## What this task involves:
Your answer must be every record below, written out exactly as it appears.
----- Supplied material
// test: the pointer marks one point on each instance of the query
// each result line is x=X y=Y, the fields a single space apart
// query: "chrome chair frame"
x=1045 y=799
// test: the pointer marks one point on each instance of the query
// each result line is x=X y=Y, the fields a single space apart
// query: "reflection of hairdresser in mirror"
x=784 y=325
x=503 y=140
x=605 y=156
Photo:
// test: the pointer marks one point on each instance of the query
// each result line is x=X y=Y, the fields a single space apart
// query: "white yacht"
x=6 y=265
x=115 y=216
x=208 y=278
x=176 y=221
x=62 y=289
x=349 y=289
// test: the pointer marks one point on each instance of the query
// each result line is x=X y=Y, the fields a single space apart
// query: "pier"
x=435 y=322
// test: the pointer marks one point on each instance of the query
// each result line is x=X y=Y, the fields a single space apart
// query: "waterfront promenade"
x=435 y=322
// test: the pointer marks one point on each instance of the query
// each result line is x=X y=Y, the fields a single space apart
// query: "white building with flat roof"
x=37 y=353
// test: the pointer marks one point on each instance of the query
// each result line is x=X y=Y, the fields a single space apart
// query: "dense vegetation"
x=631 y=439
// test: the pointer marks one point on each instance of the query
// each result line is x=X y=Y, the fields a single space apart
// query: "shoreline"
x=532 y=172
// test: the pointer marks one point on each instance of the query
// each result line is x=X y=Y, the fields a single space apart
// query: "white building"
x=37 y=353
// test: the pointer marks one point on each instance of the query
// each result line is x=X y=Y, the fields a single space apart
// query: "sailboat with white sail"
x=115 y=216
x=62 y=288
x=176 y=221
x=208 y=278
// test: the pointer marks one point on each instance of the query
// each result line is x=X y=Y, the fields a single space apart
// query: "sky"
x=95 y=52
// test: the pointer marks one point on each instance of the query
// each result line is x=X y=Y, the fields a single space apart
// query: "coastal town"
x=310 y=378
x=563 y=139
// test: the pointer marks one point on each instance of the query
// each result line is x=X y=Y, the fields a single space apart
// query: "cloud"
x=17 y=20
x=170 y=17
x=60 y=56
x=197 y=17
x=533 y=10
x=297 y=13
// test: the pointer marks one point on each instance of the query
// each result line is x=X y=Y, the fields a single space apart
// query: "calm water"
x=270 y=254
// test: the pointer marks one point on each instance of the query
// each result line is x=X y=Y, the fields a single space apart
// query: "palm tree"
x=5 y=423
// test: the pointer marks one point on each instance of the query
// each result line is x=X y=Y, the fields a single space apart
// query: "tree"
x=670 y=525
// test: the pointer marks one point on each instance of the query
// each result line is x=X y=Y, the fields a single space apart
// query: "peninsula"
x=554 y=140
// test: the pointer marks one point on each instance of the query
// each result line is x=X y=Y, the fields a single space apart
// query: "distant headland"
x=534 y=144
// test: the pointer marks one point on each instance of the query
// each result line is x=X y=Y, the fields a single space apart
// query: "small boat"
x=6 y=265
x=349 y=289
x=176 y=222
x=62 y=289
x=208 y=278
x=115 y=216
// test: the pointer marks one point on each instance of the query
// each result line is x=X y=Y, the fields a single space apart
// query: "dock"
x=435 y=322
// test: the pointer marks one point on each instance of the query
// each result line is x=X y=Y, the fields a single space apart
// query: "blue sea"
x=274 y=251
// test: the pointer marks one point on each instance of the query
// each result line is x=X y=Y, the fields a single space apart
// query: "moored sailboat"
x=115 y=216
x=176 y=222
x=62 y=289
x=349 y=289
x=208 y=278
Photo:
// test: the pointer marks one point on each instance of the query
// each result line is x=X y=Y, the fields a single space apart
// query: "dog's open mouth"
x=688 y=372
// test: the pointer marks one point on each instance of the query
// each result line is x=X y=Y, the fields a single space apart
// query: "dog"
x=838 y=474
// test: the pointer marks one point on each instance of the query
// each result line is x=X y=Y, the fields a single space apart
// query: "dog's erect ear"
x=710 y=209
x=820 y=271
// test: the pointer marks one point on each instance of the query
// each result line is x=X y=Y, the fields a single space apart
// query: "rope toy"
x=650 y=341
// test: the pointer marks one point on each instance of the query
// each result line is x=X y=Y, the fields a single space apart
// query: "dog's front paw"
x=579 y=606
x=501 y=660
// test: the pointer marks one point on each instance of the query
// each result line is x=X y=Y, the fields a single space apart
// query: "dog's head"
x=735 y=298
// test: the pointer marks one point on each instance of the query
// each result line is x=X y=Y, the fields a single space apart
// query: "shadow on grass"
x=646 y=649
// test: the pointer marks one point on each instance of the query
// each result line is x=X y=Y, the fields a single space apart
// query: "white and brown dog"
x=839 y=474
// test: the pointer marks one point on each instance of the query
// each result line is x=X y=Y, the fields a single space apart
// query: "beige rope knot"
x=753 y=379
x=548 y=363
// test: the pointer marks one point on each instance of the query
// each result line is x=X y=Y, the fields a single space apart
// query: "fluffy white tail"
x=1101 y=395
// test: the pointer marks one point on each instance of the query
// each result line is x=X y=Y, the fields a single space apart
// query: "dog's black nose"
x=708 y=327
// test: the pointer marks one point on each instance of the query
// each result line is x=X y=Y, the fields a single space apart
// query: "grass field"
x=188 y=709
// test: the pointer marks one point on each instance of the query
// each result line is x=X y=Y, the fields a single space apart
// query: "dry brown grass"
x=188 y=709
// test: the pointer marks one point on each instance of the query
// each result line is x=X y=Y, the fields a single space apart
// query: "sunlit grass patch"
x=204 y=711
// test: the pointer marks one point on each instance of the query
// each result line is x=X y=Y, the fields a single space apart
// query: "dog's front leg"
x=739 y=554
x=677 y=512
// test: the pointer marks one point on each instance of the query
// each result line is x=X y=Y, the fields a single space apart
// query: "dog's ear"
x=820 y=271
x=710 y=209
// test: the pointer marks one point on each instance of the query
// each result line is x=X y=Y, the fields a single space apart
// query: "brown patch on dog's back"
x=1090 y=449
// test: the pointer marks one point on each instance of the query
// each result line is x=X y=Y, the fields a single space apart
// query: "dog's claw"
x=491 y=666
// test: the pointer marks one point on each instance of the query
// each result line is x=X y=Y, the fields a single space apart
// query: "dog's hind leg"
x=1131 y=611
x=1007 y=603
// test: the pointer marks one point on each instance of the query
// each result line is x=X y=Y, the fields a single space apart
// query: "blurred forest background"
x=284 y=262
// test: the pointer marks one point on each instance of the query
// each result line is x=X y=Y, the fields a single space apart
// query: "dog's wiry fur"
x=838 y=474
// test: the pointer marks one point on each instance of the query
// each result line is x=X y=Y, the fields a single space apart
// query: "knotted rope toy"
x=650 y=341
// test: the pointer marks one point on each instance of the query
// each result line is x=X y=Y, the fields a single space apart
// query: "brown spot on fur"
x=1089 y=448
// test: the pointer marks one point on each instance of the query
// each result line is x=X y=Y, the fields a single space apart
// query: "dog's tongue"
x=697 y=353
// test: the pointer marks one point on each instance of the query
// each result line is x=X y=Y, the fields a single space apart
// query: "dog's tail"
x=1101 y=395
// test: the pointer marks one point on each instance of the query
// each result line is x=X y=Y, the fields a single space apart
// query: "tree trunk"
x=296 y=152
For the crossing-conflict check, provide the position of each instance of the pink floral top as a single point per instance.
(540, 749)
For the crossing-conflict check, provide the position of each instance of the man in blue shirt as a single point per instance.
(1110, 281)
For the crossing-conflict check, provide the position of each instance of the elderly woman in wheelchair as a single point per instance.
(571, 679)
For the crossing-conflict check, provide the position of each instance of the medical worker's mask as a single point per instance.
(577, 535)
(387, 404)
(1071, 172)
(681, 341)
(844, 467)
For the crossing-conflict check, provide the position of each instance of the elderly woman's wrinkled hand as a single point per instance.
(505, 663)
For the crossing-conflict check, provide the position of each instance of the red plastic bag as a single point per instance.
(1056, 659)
----------
## Answer to this exercise:
// test: the pointer marks one point on each instance of the query
// each result line is x=X y=Y, the fields a single space apart
// query: "chrome chair frame"
x=1045 y=799
// test: the pointer marks one point on each instance of the query
// each result line is x=X y=Y, the fields a single space apart
// query: "reflection of hairdresser in mirror"
x=784 y=325
x=503 y=140
x=605 y=156
Photo:
// test: the pointer marks one point on each instance of the query
// each result line is x=X y=Y, the fields a single space apart
// query: "white yacht"
x=6 y=265
x=115 y=216
x=208 y=278
x=176 y=221
x=62 y=289
x=349 y=289
// test: the pointer marks one point on each instance of the query
// each result line is x=X y=Y, the fields a single space apart
// query: "pier"
x=435 y=322
// test: the pointer marks one point on each instance of the query
// each result line is x=X y=Y, the fields a single space apart
// query: "waterfront promenade"
x=435 y=322
// test: the pointer marks one point on each instance of the query
// each result line is x=X y=Y, the fields a single space apart
// query: "white building with flat roof"
x=37 y=353
// test: the pointer marks one point on each instance of the query
// each result line is x=X y=Y, the fields a single space apart
// query: "dense vegetation"
x=631 y=439
// test: the pointer marks one point on each instance of the query
// each result line is x=X y=Y, the fields a single space apart
// query: "shoreline"
x=532 y=172
// test: the pointer marks one point on each instance of the query
// each result line is x=X y=Y, the fields a single space apart
// query: "white building"
x=37 y=353
// test: the pointer marks one point on each instance of the query
// each result line is x=X y=Y, the fields a single space apart
// query: "sailboat with white sail"
x=115 y=216
x=62 y=288
x=176 y=221
x=208 y=278
// test: the pointer marks one point on each instance of the query
// each result line is x=X y=Y, the fields a single space apart
// query: "sky"
x=95 y=52
// test: the pointer marks one point on each instance of the query
// each result line is x=X y=Y, the fields a single space apart
// query: "coastal town"
x=310 y=378
x=563 y=139
// test: the pointer marks one point on each instance of the query
// each result line is x=X y=Y, the fields a single space apart
// query: "cloud"
x=17 y=20
x=170 y=17
x=60 y=56
x=197 y=17
x=533 y=10
x=297 y=13
// test: the pointer marks one point on each instance of the query
// each result line is x=X y=Y, the fields a single space apart
// query: "calm water"
x=270 y=254
// test: the pointer marks one point on each instance of the query
// each result line is x=X y=Y, the fields a single space apart
// query: "palm tree"
x=5 y=423
// test: the pointer marks one point on each instance of the query
// each result line is x=X y=Y, the fields a single space apart
// query: "tree"
x=670 y=525
// test: the pointer marks one point on each instance of the query
// each result line is x=X y=Y, the fields a single space apart
// query: "peninsula"
x=554 y=140
// test: the pointer marks one point on each instance of the query
// each result line is x=X y=Y, the fields a single space apart
// query: "distant headland"
x=534 y=144
// test: the pointer marks one point on each instance of the query
// each result line is x=X y=Y, the fields a single space apart
// query: "small boat"
x=6 y=265
x=349 y=289
x=176 y=222
x=62 y=289
x=208 y=278
x=115 y=216
// test: the pointer marks one point on each instance of the query
// each result line is x=X y=Y, the fields a single space apart
// query: "dock"
x=435 y=322
// test: the pointer marks one point on each instance of the query
// each result line is x=X y=Y, the fields a single space apart
// query: "blue sea"
x=274 y=251
// test: the pointer marks one point on each instance of the query
// each result line is x=X y=Y, the fields a single space apart
// query: "moored sailboat"
x=115 y=216
x=176 y=222
x=62 y=289
x=349 y=289
x=208 y=278
Photo:
// test: the pointer marks one point on each instance of the query
// each result line is x=X y=Y, the fields a single space apart
// query: "dog's open mouth"
x=688 y=372
// test: the pointer marks one point on each instance of the query
// each result line is x=X y=Y, the fields a single space apart
// query: "dog"
x=838 y=474
// test: the pointer marks one point on each instance of the query
// each result line is x=X y=Y, the fields a single space apart
// query: "dog's erect ear"
x=710 y=209
x=820 y=271
// test: the pointer marks one point on each instance of the query
// each result line is x=X y=Y, the fields a single space apart
// query: "rope toy"
x=650 y=341
// test: the pointer marks one point on each instance of the query
// each result line is x=X y=Y, the fields a single space apart
// query: "dog's front paw"
x=579 y=606
x=501 y=660
// test: the pointer marks one point on each instance of the query
// each result line is x=X y=Y, the fields a single space apart
// query: "dog's head"
x=735 y=298
// test: the pointer marks one point on each instance of the query
// each result line is x=X y=Y, the fields a single space apart
// query: "shadow on grass"
x=646 y=649
// test: the pointer marks one point on each instance of the query
// each result line is x=X y=Y, the fields a single space apart
// query: "white and brown dog"
x=839 y=474
// test: the pointer marks one point on each instance of the query
// each result line is x=X y=Y, the fields a single space apart
// query: "beige rope knot"
x=753 y=379
x=548 y=363
// test: the pointer marks one point on each instance of the query
// each result line is x=X y=Y, the fields a single space apart
// query: "fluffy white tail"
x=1101 y=395
// test: the pointer marks one point on each instance of the query
// each result line is x=X y=Y, the fields a single space apart
// query: "dog's black nose"
x=708 y=327
// test: the pointer marks one point on each instance of the query
// each result line is x=X y=Y, the fields a single space apart
// query: "grass field"
x=188 y=709
// test: the pointer marks one point on each instance of the query
// each result line is x=X y=Y, the fields a single space apart
// query: "dry brown grass"
x=188 y=709
// test: the pointer marks one point on each instance of the query
// each result line is x=X y=Y, the fields a single space apart
// query: "sunlit grass patch"
x=204 y=711
// test: the pointer marks one point on each instance of the query
// each result line is x=X y=Y, the fields a single space apart
// query: "dog's front leg"
x=739 y=554
x=677 y=512
// test: the pointer marks one point on each instance of the query
// each result line is x=X y=Y, the fields a single space apart
// query: "dog's ear"
x=820 y=271
x=710 y=209
// test: the pointer marks one point on each instance of the query
// each result line is x=X y=Y, the fields a single space apart
// query: "brown patch on dog's back"
x=1090 y=449
// test: the pointer marks one point on each instance of the query
// each result line is x=X y=Y, the fields a single space apart
// query: "dog's claw"
x=491 y=666
// test: the pointer marks one point on each instance of the query
// each result line is x=X y=Y, the fields a single space apart
// query: "dog's hind leg"
x=1131 y=611
x=1007 y=603
// test: the pointer marks one point on each instance of the query
// each result line is x=X y=Y, the fields a single space apart
// query: "blurred forest background"
x=284 y=262
// test: the pointer marks one point on each instance of the query
// each result line is x=X y=Y, the fields a single space apart
// query: "dog's wiry fur"
x=838 y=474
// test: the pointer marks one point on each instance of the query
// each result line is x=X y=Y, the fields a single space apart
// query: "knotted rope toy"
x=650 y=341
// test: the pointer marks one point on each instance of the query
// each result line is x=X y=Y, the fields a single space apart
// query: "brown spot on fur"
x=1089 y=448
// test: the pointer marks one point on each instance of the query
// each result line is x=X y=Y, the fields a single space apart
// query: "dog's tongue"
x=697 y=353
// test: the pointer marks one point on each instance of the query
// each result line is x=X y=Y, the fields a single space apart
// query: "dog's tail"
x=1101 y=395
// test: the pointer marks one point on each instance of the query
// each result line is x=X y=Y, the fields a single space apart
// query: "tree trunk"
x=296 y=152
For the crossing-conflict check, provide the position of each instance of the pink floral top as a single point per instance.
(540, 749)
For the crossing-conflict check, provide the position of each instance of the man in blue shirt as a single point per instance.
(1110, 281)
For the crossing-conflict check, provide the position of each instance of the elderly woman in wheelchair as a single point per instance.
(571, 679)
For the crossing-conflict check, provide the position of each instance of the medical worker's mask as a single point per instance.
(577, 535)
(387, 404)
(1071, 172)
(681, 341)
(844, 467)
For the crossing-conflict check, provide the position of each instance of the elderly woman's wrinkled hand as a single point per instance.
(505, 663)
For the crossing-conflict check, provide the position of each instance of the red plastic bag as a single point per instance.
(1056, 659)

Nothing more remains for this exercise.